Work instructions ▸ Return each line in the items below that contains the word "pyramid".

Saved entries
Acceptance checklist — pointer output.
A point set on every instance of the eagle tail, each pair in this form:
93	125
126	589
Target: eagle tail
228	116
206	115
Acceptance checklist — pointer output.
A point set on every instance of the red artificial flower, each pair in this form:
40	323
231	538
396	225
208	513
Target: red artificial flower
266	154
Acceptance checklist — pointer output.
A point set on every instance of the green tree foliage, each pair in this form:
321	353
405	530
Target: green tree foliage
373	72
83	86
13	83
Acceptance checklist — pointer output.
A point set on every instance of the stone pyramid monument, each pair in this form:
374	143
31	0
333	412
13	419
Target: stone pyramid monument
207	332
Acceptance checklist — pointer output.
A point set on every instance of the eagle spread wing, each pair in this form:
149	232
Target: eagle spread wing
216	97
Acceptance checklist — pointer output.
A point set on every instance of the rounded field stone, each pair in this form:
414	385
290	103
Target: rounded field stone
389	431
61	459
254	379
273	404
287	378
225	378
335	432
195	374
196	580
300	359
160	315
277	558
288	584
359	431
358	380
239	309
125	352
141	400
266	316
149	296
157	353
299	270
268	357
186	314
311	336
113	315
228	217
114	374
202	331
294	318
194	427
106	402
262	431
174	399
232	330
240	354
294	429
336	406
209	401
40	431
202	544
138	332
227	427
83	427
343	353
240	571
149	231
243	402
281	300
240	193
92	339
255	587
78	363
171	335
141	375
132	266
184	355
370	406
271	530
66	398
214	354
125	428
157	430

Exercise output ▸
A point set on every instance of the stone pyramid monument, each pair in this form:
Target: stone pyramid monument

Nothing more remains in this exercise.